• _Required task 1_:
Copy out every line of the entries below that contains the word "white".

• _Selected text_:
# sounds like "Cudeeshk" or "Cudeshka"



## hdfx80

My grandmother used to call me this when I was misbehaving,not sure of spelling but I think it meant little brat or little curse. Most likely a slang term.


----------



## Outsider

I don't recognize them. Can you tell us a bit more about where in the Portuguese-speaking world your grandmother came from? That might help trace the word.


----------



## hdfx80

Grandfather was  born in Lisbon, Portugal and moved to Gloucester, Massachusetts as a child,then to Provincetown,Massachusetts.Both were small Portuguese fishing towns. I know my spelling of the word is way off just trying to sound it out. Grandparents would call us it when we were bad or being brats.


----------



## maralto

I am from Lisbon, hdfx80, and I do not recognize this kind of sound, or word...can you try another way of writing it??

Just as an exercise trying to help other portuguese people to figure out what that may have been, since I can't think of anything.

Estive a pensar em palavras pronunciadas em português europeu que aos ouvidos de um anglófono podiam soar assim.

Ou seja, seria algo como, Codesca ou Codisca. Não me ocorrem muitas palavras cujo som poderia ser semelhante a este. Possivelmente o "c" poderia ser um "g" ou o "d" um "t" mas mesmo assim não consigo chegar a alguma palavra que exista de todo.

• _Data for processing_:
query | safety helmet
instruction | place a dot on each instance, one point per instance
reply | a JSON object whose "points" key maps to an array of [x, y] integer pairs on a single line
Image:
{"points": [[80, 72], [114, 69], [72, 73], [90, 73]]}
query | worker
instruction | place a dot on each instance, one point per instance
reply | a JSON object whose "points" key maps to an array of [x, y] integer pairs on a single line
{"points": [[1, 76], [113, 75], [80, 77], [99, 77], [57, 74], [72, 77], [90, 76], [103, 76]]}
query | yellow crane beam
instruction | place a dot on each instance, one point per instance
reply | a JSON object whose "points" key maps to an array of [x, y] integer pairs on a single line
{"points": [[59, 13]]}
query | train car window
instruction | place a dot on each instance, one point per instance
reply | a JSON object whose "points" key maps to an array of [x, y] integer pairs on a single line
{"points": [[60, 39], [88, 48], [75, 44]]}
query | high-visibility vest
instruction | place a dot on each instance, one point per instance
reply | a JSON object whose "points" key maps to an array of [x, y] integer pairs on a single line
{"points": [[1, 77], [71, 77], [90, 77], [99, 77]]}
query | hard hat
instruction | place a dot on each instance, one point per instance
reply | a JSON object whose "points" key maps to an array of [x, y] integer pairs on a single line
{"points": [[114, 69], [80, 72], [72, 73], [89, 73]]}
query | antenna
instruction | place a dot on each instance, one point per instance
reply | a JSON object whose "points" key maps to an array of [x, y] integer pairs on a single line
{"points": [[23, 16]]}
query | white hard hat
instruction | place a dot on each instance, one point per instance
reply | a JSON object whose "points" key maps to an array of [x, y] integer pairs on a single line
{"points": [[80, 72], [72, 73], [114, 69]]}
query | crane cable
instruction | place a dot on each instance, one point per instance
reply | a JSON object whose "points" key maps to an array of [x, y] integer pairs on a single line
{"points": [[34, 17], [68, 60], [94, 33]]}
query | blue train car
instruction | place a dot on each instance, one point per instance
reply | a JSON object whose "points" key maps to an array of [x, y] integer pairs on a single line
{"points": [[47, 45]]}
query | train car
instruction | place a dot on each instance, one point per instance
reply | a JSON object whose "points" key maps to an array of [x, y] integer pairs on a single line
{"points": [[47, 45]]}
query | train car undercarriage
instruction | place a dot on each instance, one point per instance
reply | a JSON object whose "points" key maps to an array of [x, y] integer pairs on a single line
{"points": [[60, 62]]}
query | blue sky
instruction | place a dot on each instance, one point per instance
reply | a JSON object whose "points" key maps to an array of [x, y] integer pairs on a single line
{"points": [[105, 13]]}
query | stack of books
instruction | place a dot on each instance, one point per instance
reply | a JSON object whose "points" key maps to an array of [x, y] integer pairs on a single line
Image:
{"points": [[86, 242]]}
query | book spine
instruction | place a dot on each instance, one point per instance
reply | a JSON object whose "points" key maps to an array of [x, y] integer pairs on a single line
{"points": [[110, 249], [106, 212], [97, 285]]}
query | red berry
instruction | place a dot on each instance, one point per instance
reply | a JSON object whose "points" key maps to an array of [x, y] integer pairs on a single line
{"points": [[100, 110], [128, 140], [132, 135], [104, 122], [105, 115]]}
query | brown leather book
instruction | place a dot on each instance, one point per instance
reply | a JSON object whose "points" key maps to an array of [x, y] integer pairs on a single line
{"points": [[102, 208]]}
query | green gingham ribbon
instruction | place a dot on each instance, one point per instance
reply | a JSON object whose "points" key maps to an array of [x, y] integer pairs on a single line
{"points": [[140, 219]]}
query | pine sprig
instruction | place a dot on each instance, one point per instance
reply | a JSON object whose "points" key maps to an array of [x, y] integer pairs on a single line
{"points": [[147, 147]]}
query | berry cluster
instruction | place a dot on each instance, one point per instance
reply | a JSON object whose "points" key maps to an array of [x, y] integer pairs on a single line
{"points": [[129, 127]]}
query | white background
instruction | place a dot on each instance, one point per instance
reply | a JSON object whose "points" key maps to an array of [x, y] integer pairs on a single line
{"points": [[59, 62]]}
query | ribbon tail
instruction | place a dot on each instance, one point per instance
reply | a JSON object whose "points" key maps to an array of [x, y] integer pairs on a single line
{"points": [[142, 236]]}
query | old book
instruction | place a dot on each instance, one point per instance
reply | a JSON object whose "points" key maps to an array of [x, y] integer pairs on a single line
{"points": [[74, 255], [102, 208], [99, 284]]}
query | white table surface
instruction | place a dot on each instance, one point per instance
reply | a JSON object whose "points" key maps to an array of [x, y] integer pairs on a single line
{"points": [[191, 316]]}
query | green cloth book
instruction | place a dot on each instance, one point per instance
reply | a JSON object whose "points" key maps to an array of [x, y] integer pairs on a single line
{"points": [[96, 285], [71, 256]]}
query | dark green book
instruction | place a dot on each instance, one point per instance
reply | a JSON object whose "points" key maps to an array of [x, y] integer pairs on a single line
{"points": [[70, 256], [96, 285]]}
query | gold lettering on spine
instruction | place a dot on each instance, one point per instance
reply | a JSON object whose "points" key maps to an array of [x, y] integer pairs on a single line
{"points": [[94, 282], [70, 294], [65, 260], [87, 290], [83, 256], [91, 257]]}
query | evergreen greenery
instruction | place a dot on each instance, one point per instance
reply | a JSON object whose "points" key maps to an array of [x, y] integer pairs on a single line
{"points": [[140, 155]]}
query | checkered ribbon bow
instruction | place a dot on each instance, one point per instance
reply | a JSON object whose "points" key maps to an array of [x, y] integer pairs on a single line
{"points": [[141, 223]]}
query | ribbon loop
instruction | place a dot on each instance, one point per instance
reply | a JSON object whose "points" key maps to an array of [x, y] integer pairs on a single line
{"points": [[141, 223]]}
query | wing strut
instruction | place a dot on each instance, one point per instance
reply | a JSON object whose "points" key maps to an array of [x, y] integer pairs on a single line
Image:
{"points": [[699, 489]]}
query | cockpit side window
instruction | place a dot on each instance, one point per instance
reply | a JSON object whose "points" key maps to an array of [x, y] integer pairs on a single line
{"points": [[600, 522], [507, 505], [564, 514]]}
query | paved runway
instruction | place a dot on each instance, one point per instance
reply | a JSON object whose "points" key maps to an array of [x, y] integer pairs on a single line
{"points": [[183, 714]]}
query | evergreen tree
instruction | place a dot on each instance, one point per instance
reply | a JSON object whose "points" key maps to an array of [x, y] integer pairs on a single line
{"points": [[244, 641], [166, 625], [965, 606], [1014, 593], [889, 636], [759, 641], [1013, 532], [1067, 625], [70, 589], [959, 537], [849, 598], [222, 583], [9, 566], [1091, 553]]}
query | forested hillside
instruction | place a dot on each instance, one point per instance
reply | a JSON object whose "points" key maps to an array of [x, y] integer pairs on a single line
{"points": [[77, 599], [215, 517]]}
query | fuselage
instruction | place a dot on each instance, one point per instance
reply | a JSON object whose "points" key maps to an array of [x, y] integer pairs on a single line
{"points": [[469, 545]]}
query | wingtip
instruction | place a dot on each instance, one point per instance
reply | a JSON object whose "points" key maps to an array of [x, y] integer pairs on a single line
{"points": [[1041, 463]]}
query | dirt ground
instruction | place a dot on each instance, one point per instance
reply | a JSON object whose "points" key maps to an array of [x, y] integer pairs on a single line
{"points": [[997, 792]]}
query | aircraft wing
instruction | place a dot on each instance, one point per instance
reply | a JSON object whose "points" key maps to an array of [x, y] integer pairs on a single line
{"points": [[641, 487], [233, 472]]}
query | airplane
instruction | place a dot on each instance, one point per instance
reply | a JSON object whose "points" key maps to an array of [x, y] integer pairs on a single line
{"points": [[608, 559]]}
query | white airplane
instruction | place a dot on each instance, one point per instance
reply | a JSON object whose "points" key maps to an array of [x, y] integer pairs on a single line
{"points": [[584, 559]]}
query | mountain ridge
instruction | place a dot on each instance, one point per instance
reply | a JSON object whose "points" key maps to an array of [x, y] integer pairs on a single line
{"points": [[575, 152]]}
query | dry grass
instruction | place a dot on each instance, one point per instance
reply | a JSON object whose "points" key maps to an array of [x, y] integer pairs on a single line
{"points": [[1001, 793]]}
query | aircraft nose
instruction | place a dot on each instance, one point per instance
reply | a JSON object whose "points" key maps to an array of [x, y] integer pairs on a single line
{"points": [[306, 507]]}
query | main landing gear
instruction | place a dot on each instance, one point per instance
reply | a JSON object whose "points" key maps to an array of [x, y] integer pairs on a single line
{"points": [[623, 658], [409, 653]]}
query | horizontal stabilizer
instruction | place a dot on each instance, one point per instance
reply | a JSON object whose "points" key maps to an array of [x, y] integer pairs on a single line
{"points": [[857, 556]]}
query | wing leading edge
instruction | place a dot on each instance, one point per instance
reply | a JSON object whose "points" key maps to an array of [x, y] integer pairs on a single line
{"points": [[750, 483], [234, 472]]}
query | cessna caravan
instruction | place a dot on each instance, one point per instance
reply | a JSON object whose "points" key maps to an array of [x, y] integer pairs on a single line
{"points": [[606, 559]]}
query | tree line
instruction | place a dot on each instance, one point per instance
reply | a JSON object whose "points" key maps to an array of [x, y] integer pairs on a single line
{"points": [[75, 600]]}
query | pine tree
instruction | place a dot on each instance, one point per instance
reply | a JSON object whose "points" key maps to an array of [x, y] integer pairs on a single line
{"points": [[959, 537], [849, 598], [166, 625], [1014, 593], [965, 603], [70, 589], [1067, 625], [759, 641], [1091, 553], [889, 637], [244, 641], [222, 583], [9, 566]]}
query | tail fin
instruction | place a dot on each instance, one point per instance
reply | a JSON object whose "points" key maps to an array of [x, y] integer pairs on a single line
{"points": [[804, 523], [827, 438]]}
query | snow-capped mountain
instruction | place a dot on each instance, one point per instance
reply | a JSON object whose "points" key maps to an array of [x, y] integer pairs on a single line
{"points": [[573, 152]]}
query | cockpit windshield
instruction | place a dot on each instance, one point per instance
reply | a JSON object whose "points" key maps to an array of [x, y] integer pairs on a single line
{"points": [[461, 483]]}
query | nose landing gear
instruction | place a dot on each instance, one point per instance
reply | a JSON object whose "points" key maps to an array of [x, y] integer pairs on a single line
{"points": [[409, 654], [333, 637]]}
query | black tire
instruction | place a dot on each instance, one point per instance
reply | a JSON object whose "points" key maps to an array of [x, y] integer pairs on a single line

• _Required task 2_:
According to the forum thread about the word, in which city was the grandfather born?

• _Response 1_:
query | white hard hat
query | white background
query | white table surface
query | white airplane

• _Response 2_:
Lisbon, Portugal.